### Do this
List each line in the items below that contains the word "pavement", reproducing every such line in full. Matching is case-sensitive.

### Data records

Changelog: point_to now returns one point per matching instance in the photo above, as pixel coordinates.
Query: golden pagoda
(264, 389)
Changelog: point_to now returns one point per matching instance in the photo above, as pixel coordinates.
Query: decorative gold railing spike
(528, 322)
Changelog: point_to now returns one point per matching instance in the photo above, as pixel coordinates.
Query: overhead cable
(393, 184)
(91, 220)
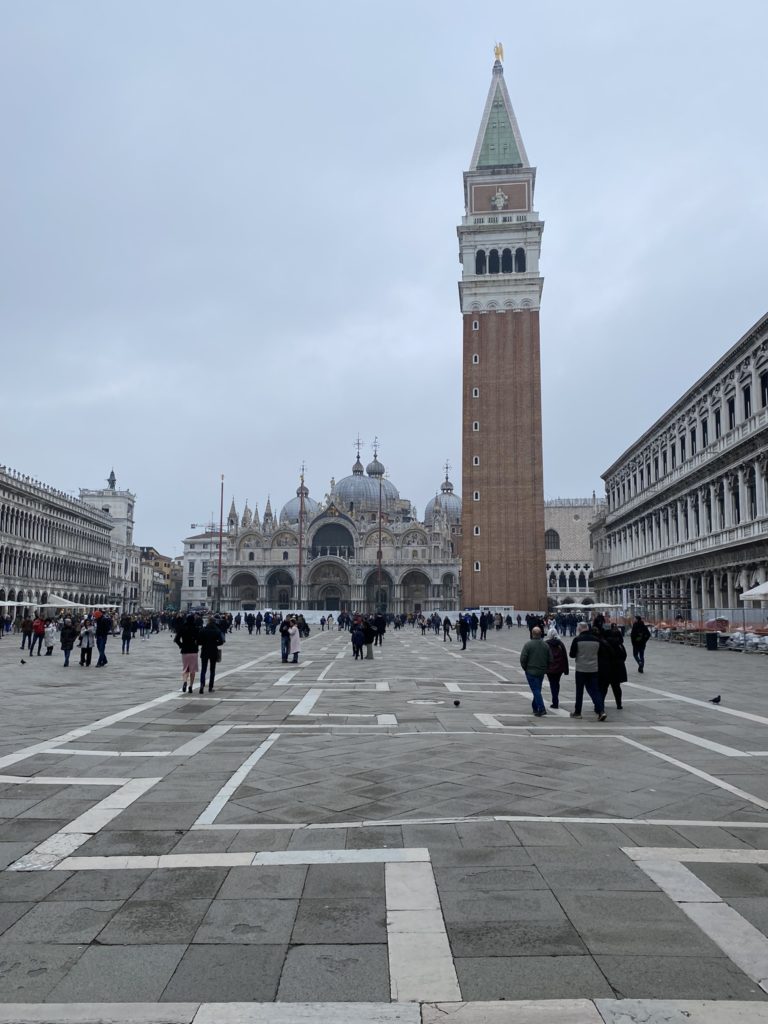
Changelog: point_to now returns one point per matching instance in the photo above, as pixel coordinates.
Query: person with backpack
(639, 635)
(38, 632)
(558, 666)
(211, 639)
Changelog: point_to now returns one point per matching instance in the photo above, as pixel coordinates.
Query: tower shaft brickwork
(503, 554)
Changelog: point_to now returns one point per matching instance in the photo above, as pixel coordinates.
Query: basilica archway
(379, 597)
(415, 591)
(244, 591)
(280, 589)
(329, 587)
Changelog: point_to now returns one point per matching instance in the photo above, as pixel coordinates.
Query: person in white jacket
(51, 635)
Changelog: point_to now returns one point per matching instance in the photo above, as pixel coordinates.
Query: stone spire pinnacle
(499, 140)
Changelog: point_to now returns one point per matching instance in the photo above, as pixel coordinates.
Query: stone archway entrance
(415, 590)
(280, 590)
(244, 591)
(329, 588)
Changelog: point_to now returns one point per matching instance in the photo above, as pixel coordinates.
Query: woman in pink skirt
(187, 639)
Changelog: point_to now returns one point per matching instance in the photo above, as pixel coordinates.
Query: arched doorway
(329, 587)
(280, 590)
(415, 591)
(333, 539)
(379, 597)
(244, 591)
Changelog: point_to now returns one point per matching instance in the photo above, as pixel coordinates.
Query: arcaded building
(685, 528)
(503, 554)
(325, 555)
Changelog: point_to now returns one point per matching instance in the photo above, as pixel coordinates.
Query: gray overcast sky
(227, 235)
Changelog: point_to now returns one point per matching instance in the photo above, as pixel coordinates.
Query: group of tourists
(599, 656)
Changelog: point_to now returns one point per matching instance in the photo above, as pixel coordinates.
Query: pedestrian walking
(187, 640)
(584, 649)
(558, 666)
(536, 658)
(68, 636)
(87, 643)
(639, 635)
(612, 665)
(294, 641)
(211, 639)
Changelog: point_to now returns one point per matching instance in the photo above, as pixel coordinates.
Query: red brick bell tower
(503, 557)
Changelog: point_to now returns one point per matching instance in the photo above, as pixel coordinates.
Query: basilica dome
(358, 491)
(451, 505)
(291, 509)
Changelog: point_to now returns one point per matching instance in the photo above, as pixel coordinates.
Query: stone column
(743, 501)
(731, 589)
(759, 488)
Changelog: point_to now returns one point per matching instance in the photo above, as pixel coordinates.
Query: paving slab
(116, 974)
(335, 973)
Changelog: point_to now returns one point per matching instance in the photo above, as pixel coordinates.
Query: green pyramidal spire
(499, 141)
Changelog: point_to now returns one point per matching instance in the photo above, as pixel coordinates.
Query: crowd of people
(600, 663)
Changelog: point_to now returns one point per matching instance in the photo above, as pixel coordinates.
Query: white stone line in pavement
(59, 780)
(102, 723)
(702, 704)
(739, 940)
(72, 836)
(493, 672)
(712, 779)
(508, 1012)
(286, 678)
(421, 966)
(481, 819)
(308, 1013)
(307, 702)
(692, 854)
(208, 816)
(73, 752)
(689, 737)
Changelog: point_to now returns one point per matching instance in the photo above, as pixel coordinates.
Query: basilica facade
(361, 548)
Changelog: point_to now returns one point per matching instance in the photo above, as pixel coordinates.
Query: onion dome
(360, 492)
(291, 509)
(450, 504)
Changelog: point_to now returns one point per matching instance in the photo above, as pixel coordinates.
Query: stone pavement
(395, 840)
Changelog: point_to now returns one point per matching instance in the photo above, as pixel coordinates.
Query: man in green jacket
(535, 660)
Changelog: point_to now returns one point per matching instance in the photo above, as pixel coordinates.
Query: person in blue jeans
(585, 650)
(535, 662)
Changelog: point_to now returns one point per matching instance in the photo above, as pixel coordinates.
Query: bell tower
(503, 556)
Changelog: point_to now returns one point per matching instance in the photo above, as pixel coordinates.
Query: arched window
(552, 540)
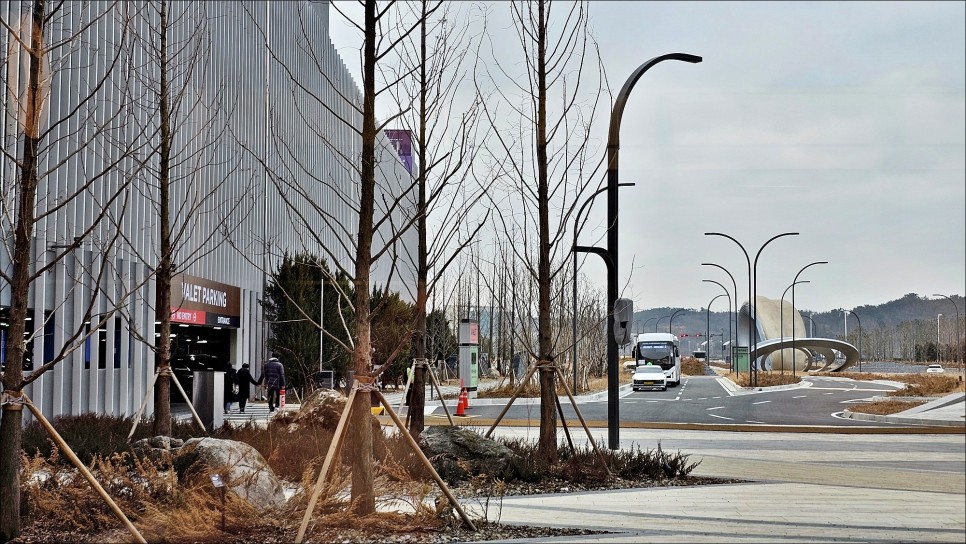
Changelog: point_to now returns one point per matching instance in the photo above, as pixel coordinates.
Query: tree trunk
(162, 393)
(11, 424)
(363, 496)
(547, 445)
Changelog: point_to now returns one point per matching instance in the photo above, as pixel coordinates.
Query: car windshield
(658, 353)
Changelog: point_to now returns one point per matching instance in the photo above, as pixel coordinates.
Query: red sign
(195, 317)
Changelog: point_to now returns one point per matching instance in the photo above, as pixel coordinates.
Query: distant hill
(828, 324)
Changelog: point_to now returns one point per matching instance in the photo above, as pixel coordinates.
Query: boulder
(244, 470)
(157, 448)
(458, 453)
(323, 408)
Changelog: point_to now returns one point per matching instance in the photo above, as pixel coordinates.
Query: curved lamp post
(671, 321)
(707, 352)
(860, 337)
(781, 322)
(613, 146)
(794, 353)
(752, 294)
(734, 339)
(959, 348)
(729, 313)
(574, 249)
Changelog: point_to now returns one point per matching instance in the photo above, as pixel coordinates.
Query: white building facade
(266, 148)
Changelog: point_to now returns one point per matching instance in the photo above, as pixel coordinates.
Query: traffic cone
(461, 404)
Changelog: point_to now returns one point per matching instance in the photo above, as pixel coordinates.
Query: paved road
(802, 488)
(706, 400)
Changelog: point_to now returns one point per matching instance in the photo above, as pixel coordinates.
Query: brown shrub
(885, 407)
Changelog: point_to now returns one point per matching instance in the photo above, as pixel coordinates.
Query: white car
(649, 377)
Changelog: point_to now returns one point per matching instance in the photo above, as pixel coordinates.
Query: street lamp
(733, 340)
(781, 324)
(671, 321)
(860, 336)
(575, 251)
(729, 314)
(613, 146)
(959, 348)
(707, 352)
(752, 295)
(939, 358)
(795, 353)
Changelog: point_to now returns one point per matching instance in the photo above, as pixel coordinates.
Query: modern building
(265, 157)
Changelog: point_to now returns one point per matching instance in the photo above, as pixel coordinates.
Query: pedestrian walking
(273, 376)
(231, 388)
(245, 381)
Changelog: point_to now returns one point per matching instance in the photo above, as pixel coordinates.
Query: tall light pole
(575, 251)
(671, 321)
(707, 356)
(959, 347)
(795, 353)
(860, 336)
(752, 294)
(613, 146)
(733, 340)
(729, 315)
(781, 324)
(939, 352)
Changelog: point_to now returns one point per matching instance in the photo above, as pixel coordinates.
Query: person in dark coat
(230, 383)
(245, 380)
(273, 376)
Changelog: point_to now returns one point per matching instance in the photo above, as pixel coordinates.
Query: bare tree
(548, 155)
(66, 167)
(430, 74)
(183, 113)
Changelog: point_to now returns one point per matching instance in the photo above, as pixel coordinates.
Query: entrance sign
(198, 301)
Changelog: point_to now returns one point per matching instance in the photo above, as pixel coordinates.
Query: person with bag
(245, 380)
(231, 388)
(273, 376)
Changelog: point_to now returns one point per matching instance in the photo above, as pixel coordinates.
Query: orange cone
(461, 404)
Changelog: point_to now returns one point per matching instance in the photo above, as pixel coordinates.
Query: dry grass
(765, 379)
(885, 407)
(692, 367)
(532, 389)
(917, 385)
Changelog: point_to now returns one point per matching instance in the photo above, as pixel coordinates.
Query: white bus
(659, 348)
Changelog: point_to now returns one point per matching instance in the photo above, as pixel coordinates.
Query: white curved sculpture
(777, 324)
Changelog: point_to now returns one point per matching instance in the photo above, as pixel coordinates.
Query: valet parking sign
(197, 301)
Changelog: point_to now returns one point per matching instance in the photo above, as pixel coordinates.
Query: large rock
(323, 408)
(459, 453)
(248, 475)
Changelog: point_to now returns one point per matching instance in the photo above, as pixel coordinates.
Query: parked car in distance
(649, 377)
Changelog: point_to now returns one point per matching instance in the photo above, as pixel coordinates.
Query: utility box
(208, 397)
(469, 338)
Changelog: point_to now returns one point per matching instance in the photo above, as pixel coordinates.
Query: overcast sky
(844, 121)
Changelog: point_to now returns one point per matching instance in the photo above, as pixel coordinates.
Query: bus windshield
(657, 353)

### In response
Query: white stone line in pavement
Query: stone pavement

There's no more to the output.